Requirements >> Copy the rows below word for word, starting at the line that contains "In this exercise you will spot the rocky cliff" and ending at the line that contains "<point>50,28</point>", with both of those lines included.

•••

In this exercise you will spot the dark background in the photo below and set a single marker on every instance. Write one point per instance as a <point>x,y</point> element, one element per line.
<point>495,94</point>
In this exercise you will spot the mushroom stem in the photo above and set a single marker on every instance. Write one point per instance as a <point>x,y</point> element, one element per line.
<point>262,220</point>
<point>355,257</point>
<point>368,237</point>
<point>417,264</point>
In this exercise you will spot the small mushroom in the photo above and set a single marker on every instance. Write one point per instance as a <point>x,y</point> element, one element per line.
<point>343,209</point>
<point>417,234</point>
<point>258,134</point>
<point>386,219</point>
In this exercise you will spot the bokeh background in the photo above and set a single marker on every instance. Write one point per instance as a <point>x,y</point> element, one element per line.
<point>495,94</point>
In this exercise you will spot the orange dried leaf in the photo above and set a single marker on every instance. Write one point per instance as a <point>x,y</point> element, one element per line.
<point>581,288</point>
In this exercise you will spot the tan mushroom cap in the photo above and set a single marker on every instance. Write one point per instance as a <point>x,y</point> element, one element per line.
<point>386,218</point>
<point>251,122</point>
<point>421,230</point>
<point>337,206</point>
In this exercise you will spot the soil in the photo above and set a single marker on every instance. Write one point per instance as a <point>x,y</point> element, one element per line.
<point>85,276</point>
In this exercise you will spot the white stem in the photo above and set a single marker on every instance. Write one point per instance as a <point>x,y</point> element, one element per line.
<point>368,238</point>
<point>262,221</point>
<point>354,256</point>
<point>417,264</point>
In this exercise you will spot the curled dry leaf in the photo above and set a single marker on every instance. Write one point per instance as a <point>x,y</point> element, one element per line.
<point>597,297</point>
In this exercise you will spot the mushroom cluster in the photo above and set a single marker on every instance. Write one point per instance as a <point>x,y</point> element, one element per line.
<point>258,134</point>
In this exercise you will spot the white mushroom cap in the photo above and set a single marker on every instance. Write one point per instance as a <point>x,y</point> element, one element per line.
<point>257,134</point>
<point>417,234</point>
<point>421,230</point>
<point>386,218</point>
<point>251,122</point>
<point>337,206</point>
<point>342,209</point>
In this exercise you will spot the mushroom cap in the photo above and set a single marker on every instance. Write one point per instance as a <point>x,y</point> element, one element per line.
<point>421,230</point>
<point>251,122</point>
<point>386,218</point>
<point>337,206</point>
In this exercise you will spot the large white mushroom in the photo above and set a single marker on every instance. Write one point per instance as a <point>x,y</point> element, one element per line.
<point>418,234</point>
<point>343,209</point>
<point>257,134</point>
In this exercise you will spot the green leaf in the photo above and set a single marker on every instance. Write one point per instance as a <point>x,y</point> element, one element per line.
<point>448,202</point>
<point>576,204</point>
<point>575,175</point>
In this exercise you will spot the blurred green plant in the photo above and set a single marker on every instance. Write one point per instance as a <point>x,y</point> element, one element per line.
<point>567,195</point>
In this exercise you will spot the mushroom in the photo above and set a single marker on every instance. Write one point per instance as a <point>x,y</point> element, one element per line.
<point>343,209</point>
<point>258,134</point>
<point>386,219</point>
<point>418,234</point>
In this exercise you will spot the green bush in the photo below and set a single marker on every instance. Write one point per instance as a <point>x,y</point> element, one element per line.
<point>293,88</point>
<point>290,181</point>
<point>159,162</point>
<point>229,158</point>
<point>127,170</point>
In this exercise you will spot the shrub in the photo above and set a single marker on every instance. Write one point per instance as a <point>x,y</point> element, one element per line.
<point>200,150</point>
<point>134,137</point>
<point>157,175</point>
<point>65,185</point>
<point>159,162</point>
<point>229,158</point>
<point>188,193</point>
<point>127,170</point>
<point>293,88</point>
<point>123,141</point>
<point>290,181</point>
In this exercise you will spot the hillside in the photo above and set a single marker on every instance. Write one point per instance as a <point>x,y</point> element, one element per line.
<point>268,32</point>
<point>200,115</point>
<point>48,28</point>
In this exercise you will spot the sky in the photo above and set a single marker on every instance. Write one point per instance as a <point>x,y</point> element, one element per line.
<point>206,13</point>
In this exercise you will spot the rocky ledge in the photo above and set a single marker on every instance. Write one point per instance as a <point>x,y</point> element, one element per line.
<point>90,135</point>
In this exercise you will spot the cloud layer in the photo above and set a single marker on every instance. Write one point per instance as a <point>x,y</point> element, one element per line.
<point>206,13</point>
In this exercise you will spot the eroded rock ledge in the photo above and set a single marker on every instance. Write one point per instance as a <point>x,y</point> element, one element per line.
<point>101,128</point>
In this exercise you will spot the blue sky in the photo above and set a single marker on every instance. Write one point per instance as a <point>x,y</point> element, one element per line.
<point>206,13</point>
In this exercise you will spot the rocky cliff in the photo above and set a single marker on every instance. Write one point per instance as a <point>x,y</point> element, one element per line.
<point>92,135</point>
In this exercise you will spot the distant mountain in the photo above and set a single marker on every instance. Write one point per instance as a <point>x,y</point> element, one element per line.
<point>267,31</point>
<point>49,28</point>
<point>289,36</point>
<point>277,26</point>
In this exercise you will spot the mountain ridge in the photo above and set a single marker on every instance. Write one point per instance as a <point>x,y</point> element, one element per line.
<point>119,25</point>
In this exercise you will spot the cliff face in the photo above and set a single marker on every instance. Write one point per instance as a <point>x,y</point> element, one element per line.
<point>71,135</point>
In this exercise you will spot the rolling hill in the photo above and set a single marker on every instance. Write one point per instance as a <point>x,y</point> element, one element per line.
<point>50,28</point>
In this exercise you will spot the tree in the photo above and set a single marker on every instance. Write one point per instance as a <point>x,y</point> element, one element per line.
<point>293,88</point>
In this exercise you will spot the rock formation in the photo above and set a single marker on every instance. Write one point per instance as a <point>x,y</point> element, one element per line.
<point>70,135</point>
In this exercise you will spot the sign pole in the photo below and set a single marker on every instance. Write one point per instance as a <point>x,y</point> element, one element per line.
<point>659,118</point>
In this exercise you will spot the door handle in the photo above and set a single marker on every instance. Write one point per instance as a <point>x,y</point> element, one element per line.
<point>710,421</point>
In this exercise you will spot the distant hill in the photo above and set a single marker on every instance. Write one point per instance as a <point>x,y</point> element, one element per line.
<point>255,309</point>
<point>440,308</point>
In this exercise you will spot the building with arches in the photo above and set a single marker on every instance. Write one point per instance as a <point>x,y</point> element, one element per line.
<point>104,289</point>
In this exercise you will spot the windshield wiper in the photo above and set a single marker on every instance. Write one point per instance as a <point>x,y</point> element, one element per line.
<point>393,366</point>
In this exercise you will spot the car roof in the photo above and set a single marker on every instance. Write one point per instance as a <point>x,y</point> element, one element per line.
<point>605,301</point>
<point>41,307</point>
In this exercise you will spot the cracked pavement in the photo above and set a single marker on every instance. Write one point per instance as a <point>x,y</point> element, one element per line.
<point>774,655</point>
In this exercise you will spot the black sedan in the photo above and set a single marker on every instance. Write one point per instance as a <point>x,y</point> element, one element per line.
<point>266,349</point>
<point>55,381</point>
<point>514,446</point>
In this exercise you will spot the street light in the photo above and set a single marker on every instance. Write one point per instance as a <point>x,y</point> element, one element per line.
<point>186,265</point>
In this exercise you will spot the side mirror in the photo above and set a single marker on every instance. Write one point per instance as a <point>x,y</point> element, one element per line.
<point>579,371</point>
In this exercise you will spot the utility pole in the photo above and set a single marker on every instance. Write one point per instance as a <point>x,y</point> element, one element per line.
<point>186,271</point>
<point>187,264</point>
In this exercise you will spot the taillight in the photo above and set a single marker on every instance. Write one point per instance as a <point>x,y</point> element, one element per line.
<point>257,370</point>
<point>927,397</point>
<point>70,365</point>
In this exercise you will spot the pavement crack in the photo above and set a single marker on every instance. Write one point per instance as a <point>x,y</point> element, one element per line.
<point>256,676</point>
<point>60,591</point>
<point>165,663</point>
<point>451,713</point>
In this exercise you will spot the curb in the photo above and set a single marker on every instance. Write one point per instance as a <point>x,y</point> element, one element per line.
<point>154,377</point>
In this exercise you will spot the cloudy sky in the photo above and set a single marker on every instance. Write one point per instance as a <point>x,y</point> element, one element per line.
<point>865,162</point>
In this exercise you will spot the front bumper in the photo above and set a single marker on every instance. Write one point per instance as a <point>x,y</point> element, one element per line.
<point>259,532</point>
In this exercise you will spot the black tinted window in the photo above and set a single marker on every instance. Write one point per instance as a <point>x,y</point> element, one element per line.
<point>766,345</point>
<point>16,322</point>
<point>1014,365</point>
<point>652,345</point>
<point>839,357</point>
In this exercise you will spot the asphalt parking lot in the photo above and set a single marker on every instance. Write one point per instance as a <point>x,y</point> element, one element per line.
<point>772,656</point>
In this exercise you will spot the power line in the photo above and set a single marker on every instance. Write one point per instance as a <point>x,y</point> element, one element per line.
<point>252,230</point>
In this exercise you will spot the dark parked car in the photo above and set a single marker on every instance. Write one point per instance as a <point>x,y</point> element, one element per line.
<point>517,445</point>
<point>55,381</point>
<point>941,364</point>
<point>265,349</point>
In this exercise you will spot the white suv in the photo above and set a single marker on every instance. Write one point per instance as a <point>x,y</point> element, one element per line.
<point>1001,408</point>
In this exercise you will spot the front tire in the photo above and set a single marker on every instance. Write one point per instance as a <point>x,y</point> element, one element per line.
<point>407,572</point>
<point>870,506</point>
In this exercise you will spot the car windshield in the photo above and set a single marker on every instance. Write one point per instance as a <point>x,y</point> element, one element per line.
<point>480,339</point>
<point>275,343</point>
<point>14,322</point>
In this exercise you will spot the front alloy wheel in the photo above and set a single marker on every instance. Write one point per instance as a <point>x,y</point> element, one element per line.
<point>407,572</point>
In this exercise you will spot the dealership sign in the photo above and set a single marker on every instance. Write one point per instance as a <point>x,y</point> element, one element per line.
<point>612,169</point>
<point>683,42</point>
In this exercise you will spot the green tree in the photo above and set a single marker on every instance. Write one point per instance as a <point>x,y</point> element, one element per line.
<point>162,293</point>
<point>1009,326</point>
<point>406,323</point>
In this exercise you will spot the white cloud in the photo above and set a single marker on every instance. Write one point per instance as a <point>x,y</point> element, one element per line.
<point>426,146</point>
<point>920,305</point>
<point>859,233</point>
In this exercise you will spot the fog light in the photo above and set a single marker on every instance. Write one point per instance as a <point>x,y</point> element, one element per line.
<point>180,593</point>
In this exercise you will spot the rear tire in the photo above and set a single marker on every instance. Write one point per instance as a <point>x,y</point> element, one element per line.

•••

The answer >>
In this exercise you will spot the rocky cliff in the photo above and set a single marker on every instance. Write one point per instance as a <point>x,y</point> element, one element per line.
<point>92,135</point>
In this exercise you will spot the distant mountain in the photo above and set a single marker on every instance. Write one point per instance as a <point>x,y</point> element, one element per line.
<point>267,31</point>
<point>49,28</point>
<point>289,36</point>
<point>277,26</point>
In this exercise you will spot the mountain ridge in the photo above and set a single marker on every instance. Write one point per instance as a <point>x,y</point> element, one element per line.
<point>119,25</point>
In this exercise you will spot the cliff face in the photo above and set a single marker on every instance. Write one point per instance as a <point>x,y</point> element, one element per line.
<point>71,135</point>
In this exercise you will spot the rolling hill in the photo above and set a single marker on every instance. Write one point per instance as a <point>x,y</point> element, one element per line.
<point>50,28</point>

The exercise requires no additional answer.